Start of EXTRACTED DATA

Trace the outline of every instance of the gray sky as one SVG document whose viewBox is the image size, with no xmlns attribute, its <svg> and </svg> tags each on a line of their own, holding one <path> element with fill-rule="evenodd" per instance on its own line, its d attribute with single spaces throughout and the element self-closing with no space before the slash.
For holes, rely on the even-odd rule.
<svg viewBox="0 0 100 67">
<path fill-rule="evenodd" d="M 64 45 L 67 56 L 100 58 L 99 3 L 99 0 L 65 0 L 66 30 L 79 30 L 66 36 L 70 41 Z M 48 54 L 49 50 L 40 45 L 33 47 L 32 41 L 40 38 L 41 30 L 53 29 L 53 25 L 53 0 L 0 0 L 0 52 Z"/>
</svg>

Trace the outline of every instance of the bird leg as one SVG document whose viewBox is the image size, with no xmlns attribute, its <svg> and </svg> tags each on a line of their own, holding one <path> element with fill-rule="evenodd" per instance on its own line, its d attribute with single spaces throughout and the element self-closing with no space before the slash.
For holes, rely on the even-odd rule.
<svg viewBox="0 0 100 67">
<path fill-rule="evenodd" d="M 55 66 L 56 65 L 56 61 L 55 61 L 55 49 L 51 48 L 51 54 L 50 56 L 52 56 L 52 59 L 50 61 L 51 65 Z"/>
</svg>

End of EXTRACTED DATA

• [PROBLEM TO WORK ON] Format each nonblank line of the material above as a Markdown table with two columns: Row, holding the row number, and Content, holding the line.

• [COMPLETE OUTPUT]
| Row | Content |
|---|---|
| 1 | Trace the outline of every instance of the gray sky as one SVG document whose viewBox is the image size, with no xmlns attribute, its <svg> and </svg> tags each on a line of their own, holding one <path> element with fill-rule="evenodd" per instance on its own line, its d attribute with single spaces throughout and the element self-closing with no space before the slash. |
| 2 | For holes, rely on the even-odd rule. |
| 3 | <svg viewBox="0 0 100 67"> |
| 4 | <path fill-rule="evenodd" d="M 64 45 L 67 56 L 100 58 L 99 3 L 99 0 L 65 0 L 66 30 L 79 30 L 66 36 L 70 41 Z M 48 54 L 49 50 L 40 45 L 33 47 L 32 41 L 40 38 L 41 30 L 53 29 L 53 25 L 53 0 L 0 0 L 0 52 Z"/> |
| 5 | </svg> |
| 6 | Trace the outline of every instance of the bird leg as one SVG document whose viewBox is the image size, with no xmlns attribute, its <svg> and </svg> tags each on a line of their own, holding one <path> element with fill-rule="evenodd" per instance on its own line, its d attribute with single spaces throughout and the element self-closing with no space before the slash. |
| 7 | For holes, rely on the even-odd rule. |
| 8 | <svg viewBox="0 0 100 67"> |
| 9 | <path fill-rule="evenodd" d="M 55 66 L 56 65 L 56 61 L 55 61 L 55 49 L 51 48 L 51 54 L 50 56 L 52 56 L 52 59 L 50 61 L 51 65 Z"/> |
| 10 | </svg> |